### CHALLENGE
Please rewrite the material between the line holding "Note: point out the white island" and the line holding "point(336, 323)", inclusive, swapping "white island base" for "marble island base" and leaving everything else unchanged. Give back only those lines.

### DATA SUPPLIED
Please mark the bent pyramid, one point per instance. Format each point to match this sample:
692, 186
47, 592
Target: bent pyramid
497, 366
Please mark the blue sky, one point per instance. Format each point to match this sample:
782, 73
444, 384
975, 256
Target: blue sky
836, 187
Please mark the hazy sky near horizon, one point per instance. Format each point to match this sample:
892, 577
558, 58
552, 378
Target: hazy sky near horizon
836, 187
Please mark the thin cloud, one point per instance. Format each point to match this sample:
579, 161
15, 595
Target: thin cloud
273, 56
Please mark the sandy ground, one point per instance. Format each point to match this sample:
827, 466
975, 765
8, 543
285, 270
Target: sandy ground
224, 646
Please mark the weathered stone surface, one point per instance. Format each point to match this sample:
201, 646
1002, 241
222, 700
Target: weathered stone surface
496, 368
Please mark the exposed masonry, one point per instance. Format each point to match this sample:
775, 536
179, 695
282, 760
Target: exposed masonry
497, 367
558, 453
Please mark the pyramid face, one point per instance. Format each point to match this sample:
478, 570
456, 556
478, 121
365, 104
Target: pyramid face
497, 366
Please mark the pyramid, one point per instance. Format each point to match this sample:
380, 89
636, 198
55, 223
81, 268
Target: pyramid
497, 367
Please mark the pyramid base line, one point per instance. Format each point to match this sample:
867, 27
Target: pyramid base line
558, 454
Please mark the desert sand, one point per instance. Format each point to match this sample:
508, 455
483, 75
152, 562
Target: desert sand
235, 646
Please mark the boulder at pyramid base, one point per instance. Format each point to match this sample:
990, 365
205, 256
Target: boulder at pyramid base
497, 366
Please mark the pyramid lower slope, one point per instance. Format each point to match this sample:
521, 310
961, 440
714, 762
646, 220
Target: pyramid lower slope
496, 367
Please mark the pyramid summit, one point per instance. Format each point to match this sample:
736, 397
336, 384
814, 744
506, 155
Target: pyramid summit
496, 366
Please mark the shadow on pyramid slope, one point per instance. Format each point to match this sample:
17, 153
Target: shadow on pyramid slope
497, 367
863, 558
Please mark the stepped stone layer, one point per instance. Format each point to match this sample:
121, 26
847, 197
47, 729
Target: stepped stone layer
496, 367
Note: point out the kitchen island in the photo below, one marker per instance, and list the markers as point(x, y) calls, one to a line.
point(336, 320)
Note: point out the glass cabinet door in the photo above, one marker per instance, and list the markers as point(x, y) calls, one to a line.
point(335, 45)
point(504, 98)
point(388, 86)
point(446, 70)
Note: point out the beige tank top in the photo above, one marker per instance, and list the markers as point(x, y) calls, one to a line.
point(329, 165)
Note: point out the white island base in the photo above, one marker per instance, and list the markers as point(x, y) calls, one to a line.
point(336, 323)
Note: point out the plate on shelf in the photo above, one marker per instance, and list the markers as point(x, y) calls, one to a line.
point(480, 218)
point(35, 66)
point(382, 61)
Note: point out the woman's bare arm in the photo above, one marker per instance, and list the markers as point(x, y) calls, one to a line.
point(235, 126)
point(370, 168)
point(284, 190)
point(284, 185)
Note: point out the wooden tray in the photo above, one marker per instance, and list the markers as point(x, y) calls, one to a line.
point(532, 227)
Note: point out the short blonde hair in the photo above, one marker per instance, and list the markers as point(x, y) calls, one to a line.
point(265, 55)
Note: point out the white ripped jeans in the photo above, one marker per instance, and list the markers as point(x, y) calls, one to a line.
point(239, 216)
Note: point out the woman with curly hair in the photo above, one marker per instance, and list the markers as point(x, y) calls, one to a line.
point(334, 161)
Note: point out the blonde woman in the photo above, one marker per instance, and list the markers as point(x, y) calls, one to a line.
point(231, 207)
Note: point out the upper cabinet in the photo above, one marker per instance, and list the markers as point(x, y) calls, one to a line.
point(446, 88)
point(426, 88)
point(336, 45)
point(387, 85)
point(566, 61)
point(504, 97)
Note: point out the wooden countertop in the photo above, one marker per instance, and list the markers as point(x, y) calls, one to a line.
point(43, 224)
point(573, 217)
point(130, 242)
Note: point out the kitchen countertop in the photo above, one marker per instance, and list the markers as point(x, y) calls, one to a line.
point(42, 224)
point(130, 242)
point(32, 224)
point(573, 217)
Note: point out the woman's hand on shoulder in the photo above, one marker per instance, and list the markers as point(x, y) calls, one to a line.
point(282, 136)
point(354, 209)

--

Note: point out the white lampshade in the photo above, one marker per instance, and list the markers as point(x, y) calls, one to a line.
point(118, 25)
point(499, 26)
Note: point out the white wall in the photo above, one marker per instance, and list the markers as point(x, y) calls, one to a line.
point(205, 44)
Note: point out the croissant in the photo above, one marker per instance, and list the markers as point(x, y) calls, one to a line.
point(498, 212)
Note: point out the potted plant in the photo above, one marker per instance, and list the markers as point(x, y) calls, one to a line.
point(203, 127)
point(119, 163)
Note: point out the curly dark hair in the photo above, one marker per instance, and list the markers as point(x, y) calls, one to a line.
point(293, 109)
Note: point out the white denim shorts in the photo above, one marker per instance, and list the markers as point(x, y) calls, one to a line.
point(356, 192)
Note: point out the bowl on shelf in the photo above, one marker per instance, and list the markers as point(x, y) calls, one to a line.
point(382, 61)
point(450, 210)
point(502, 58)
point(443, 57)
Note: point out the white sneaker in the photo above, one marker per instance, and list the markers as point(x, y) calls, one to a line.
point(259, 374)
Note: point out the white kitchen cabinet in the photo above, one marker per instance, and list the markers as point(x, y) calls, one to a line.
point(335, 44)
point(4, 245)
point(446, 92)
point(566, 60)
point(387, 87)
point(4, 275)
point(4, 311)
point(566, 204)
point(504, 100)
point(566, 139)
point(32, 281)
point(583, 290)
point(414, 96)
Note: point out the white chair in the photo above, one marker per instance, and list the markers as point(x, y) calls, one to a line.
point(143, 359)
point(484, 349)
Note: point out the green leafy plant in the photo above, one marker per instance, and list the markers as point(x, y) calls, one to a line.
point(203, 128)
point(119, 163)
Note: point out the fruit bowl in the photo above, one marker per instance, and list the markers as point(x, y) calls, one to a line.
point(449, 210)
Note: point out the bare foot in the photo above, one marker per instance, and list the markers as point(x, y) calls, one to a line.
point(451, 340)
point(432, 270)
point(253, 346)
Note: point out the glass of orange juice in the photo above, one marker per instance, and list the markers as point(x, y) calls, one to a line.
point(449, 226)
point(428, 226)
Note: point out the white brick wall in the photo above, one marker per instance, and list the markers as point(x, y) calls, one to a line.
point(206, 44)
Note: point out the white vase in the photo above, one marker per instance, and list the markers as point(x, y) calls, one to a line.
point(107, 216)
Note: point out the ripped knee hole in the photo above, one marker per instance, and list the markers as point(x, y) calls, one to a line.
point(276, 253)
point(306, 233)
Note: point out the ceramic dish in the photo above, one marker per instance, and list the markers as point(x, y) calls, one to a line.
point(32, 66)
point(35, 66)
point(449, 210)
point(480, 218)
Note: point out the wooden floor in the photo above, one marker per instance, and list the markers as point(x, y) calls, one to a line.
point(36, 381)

...

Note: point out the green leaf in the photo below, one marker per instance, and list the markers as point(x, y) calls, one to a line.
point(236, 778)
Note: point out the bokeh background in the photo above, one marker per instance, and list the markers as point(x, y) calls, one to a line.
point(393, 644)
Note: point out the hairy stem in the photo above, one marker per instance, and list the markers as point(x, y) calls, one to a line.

### RESULT FOR THIS TASK
Note: point out the marble island base in the photo above, one marker per instance, and list the markers as point(x, y) calls, one to a line.
point(336, 323)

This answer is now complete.